DO THIS: Can you repeat the entries below, from the line with "Task: in the photo above, where can the winglet" up to and including the line with "x=29, y=422", without changing anything?

(begin)

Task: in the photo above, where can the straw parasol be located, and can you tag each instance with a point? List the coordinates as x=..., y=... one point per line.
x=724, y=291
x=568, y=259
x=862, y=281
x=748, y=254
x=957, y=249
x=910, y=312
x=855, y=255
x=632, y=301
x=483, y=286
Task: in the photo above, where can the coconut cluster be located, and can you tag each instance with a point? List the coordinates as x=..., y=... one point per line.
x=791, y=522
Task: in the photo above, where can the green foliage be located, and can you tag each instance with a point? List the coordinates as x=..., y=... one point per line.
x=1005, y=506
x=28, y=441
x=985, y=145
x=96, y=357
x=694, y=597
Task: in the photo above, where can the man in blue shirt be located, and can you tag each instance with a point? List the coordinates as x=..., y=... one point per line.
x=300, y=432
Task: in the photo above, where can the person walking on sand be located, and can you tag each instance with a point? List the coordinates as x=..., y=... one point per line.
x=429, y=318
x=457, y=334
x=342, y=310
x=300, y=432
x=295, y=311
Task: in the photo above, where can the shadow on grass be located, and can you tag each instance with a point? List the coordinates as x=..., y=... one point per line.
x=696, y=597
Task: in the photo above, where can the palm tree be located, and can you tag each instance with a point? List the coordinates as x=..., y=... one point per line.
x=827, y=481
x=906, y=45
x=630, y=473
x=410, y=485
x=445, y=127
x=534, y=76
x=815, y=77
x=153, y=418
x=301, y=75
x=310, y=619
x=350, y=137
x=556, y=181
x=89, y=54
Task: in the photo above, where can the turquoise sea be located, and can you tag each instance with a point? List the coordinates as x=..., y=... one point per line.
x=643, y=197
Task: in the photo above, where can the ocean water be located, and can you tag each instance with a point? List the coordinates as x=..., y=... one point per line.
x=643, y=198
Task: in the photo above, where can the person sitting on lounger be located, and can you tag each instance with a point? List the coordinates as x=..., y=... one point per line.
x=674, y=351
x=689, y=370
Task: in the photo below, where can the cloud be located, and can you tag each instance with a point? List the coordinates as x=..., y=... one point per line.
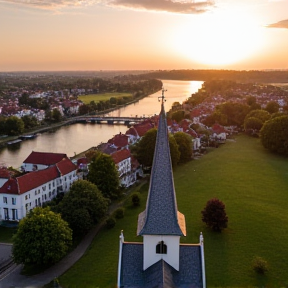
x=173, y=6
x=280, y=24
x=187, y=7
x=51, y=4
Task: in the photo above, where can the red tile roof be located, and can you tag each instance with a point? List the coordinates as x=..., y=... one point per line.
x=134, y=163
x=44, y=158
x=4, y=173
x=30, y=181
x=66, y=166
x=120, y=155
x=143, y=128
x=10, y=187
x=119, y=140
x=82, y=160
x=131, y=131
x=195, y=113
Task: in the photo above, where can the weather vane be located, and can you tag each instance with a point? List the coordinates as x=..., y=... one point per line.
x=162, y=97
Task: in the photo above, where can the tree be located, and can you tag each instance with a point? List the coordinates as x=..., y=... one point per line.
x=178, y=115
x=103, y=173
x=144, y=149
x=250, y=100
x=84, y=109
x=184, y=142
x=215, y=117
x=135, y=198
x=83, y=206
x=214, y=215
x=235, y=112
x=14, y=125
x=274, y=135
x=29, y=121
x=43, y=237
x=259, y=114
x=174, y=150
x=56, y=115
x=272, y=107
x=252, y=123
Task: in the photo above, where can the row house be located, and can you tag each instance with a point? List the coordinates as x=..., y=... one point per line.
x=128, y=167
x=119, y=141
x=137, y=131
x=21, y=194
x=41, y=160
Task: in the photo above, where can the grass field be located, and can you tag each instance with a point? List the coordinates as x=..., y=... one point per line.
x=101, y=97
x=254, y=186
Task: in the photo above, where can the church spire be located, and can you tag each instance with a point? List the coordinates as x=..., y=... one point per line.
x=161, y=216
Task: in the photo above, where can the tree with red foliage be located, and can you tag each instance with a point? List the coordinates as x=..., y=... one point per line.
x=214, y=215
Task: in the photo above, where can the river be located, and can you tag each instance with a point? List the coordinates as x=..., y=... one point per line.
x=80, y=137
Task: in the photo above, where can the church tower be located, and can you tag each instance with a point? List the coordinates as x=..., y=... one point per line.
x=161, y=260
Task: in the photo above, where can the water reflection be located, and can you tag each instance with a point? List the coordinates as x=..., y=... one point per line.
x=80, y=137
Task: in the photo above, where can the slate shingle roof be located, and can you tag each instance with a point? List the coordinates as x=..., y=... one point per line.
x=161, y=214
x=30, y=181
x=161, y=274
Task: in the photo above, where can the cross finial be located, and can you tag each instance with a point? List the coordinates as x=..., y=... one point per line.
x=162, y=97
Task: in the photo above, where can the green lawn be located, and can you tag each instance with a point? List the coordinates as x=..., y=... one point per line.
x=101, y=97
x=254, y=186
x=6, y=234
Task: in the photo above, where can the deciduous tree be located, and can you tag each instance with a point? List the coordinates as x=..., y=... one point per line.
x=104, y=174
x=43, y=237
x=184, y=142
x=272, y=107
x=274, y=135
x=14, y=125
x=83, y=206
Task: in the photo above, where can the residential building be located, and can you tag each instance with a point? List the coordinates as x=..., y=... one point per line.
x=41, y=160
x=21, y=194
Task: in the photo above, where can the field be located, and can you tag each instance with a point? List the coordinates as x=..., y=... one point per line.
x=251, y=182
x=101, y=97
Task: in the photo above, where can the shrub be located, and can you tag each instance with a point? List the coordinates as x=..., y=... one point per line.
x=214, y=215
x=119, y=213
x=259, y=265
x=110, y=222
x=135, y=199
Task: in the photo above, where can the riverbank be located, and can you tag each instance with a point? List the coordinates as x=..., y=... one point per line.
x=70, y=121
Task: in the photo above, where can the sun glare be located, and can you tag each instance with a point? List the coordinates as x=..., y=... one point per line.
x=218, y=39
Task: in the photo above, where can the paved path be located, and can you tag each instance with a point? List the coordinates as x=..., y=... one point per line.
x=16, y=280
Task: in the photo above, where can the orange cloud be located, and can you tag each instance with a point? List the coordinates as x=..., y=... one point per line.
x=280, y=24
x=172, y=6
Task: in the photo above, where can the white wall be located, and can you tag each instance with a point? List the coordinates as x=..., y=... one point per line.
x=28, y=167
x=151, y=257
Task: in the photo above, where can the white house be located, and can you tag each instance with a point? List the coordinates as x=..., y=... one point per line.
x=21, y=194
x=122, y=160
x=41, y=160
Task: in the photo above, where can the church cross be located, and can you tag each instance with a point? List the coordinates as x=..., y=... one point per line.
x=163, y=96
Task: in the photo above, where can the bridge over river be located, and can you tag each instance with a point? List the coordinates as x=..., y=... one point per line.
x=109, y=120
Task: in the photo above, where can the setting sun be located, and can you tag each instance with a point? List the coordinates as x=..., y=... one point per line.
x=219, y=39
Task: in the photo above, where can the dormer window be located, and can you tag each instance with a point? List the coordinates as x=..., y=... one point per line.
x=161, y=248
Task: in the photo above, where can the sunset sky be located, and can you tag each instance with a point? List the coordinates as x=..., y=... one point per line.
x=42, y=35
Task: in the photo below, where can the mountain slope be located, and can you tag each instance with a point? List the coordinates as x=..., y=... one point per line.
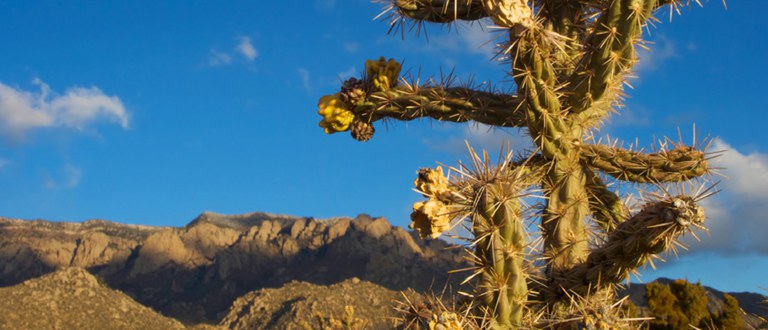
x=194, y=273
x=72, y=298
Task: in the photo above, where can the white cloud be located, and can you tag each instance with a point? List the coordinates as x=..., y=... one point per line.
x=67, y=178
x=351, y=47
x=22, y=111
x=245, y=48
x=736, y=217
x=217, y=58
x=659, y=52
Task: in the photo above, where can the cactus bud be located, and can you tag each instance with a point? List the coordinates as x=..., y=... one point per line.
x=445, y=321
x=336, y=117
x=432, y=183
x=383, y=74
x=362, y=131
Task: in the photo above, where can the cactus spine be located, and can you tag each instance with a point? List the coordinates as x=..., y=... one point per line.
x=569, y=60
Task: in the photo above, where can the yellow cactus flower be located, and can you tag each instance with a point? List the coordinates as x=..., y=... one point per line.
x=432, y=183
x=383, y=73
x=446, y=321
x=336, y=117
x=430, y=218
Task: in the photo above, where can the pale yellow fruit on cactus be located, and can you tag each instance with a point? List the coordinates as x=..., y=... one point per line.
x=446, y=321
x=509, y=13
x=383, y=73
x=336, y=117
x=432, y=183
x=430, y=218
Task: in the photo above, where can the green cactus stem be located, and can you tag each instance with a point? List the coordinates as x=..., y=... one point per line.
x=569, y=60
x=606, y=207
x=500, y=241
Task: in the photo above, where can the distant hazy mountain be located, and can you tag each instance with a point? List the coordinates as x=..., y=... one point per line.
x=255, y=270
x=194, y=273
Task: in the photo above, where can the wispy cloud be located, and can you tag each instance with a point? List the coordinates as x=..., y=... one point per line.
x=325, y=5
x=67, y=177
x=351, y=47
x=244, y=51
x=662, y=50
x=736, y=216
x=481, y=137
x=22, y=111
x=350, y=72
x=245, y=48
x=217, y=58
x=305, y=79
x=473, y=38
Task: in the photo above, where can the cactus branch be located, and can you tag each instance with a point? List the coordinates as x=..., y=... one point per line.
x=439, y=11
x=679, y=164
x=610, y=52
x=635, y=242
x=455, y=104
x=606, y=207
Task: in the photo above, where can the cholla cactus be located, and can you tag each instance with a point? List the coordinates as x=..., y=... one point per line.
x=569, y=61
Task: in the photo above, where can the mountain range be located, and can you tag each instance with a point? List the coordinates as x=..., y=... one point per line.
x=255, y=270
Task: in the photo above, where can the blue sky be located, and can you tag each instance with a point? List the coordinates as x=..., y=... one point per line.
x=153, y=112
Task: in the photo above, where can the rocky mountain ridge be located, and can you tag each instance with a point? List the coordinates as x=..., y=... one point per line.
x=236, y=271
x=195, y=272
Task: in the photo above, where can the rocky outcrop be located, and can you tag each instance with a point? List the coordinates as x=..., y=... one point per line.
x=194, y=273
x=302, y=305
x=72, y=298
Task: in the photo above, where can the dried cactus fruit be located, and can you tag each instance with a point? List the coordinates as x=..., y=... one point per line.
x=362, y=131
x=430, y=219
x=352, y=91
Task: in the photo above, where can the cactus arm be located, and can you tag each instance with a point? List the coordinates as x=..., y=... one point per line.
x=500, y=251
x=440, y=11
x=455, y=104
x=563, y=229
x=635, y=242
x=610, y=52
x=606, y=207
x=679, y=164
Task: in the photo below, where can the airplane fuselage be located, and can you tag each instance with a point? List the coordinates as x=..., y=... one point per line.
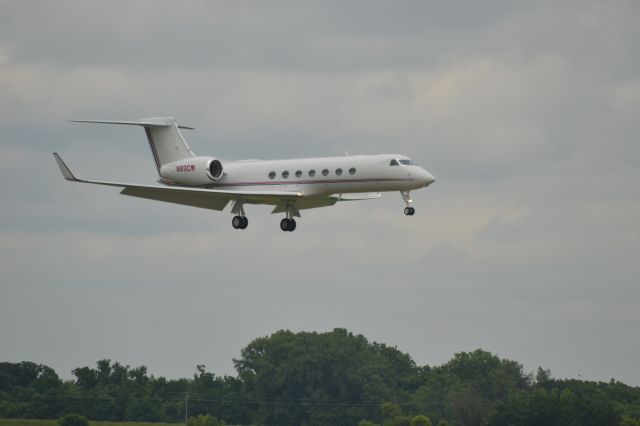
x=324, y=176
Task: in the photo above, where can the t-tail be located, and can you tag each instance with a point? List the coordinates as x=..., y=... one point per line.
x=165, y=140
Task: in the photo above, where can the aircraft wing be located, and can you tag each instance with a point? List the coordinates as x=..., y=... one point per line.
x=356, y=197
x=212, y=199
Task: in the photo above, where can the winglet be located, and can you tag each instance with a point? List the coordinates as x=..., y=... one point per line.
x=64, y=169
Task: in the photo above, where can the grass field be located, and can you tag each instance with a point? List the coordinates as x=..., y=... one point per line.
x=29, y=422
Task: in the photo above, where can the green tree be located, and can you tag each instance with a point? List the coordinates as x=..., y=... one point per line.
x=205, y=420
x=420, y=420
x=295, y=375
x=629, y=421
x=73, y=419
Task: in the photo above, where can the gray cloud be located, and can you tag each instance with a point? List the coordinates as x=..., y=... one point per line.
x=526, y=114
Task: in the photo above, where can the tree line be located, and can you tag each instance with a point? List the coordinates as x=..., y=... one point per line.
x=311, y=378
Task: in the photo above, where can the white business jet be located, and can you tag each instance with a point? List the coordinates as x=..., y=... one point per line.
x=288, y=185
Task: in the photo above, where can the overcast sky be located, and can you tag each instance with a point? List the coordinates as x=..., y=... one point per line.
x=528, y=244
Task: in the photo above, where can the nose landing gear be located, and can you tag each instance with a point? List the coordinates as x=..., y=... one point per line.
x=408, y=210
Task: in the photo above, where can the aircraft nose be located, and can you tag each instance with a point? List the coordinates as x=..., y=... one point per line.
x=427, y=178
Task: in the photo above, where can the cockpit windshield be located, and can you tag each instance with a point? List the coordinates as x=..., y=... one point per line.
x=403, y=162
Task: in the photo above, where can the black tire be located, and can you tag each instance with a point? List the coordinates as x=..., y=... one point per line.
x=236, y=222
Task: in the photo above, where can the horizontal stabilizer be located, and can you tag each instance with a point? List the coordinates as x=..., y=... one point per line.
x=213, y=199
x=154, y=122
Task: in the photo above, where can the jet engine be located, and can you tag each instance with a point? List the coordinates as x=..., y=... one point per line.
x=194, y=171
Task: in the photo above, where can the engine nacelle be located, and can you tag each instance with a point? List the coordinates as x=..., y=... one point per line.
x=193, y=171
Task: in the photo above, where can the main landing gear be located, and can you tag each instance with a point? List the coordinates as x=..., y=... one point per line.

(end)

FULL SOLUTION:
Task: in the photo above, where can the winglet be located, and can you tag each instance with a point? List the coordinates as x=..., y=... one point per line.
x=64, y=169
Task: in the photo above, where can the grass field be located, and can you tag each instance with a point? List the coordinates as x=..., y=... one point per line.
x=29, y=422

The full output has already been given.